▼
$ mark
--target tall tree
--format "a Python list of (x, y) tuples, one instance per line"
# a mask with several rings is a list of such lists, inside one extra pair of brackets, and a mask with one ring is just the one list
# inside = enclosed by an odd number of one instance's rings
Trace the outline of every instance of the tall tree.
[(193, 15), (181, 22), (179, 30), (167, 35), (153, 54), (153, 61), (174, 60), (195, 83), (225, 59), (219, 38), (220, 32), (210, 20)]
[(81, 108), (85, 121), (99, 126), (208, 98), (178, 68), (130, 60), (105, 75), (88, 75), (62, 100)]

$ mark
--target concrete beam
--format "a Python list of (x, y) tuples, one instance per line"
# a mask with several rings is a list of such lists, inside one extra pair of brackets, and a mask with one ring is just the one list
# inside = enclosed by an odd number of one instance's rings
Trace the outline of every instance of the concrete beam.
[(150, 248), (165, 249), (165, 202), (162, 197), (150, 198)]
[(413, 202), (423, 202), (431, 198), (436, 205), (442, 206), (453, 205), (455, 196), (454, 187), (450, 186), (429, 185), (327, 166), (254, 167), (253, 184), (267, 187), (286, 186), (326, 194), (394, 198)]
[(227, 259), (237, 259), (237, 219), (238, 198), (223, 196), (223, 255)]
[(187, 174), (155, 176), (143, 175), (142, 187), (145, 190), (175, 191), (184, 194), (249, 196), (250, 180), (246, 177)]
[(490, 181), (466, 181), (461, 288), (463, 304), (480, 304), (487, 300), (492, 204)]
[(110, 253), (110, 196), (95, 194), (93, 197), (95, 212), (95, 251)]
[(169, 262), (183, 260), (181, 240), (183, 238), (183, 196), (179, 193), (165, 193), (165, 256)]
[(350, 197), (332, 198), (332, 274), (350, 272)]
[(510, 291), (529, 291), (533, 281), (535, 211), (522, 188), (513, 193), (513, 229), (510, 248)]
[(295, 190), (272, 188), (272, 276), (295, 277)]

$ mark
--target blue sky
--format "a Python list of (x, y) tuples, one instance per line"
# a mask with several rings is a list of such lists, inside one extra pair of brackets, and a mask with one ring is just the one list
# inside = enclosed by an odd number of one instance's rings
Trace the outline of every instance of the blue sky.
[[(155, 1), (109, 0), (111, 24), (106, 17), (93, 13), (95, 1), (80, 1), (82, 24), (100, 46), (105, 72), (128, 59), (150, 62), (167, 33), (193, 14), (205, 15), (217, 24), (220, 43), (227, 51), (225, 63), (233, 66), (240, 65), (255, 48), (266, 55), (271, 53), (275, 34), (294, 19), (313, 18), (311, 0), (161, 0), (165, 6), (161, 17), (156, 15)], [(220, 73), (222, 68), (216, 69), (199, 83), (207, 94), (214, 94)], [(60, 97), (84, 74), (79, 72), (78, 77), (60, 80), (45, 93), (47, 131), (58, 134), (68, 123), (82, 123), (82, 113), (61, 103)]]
▲
SET TASK
Please write out all of the rows above again, word for word, without changing anything.

TASK ANSWER
$ mark
--target tall tree
--format "a Python list of (x, y) tuples, one instance per line"
# a mask with several rings is a list of such lists, inside one extra pair of brackets, and a mask with one ring is just the one list
# inside = enclosed by an odd number of one instance's rings
Trace the outline of every instance of the tall tree.
[(193, 15), (181, 22), (179, 30), (167, 35), (153, 54), (153, 61), (174, 60), (195, 83), (225, 59), (219, 38), (220, 32), (210, 20)]
[(81, 108), (85, 121), (99, 126), (208, 98), (178, 68), (130, 60), (105, 75), (88, 75), (62, 100)]

$ mark
--target concrete beam
--format "a Python list of (x, y) tuples, one instance per line"
# a mask with several rings is a list of such lists, inside one extra pair of brackets, and a mask with one ring is just the one list
# inside = enclosed by an odd number of one instance's rings
Trace the outline of every instance of the concrete beam.
[(150, 248), (165, 249), (165, 202), (162, 197), (150, 198)]
[(413, 202), (423, 202), (431, 198), (436, 205), (442, 206), (453, 205), (455, 196), (454, 187), (450, 186), (429, 185), (327, 166), (254, 167), (253, 184), (267, 187), (286, 186), (326, 194), (394, 198)]
[(227, 259), (237, 259), (237, 219), (238, 198), (223, 196), (223, 255)]
[(187, 174), (155, 176), (143, 175), (142, 187), (145, 190), (175, 191), (184, 194), (249, 196), (250, 180), (246, 177)]
[(490, 181), (466, 181), (461, 288), (463, 304), (480, 304), (487, 300), (492, 204)]
[(110, 253), (110, 196), (95, 194), (93, 197), (95, 212), (95, 251)]
[(169, 262), (183, 260), (181, 240), (183, 238), (183, 196), (179, 193), (165, 193), (165, 256)]
[(350, 197), (332, 198), (332, 274), (350, 272)]
[(510, 291), (529, 291), (533, 281), (535, 211), (522, 188), (513, 193), (513, 229), (510, 248)]
[(295, 190), (272, 188), (272, 276), (295, 277)]

$ mark
--target blue sky
--format "a Python list of (x, y) tuples, one instance per line"
# a mask with several rings is a list of such lists, inside one extra pair of brackets, and a mask with one ring is just the one list
# inside = enclosed by an odd number of one instance's rings
Trace the outline of every instance of the blue sky.
[[(155, 1), (109, 0), (111, 24), (106, 17), (93, 13), (95, 1), (80, 1), (82, 24), (100, 46), (105, 72), (128, 59), (150, 62), (167, 33), (193, 14), (205, 15), (217, 24), (220, 43), (227, 51), (225, 63), (233, 66), (240, 65), (255, 48), (266, 55), (271, 53), (275, 34), (294, 19), (313, 18), (311, 0), (161, 0), (165, 6), (161, 17), (156, 15)], [(220, 73), (222, 68), (216, 69), (199, 83), (207, 94), (214, 94)], [(60, 97), (84, 74), (79, 72), (78, 77), (60, 80), (45, 93), (47, 131), (58, 134), (68, 123), (82, 123), (82, 113), (61, 103)]]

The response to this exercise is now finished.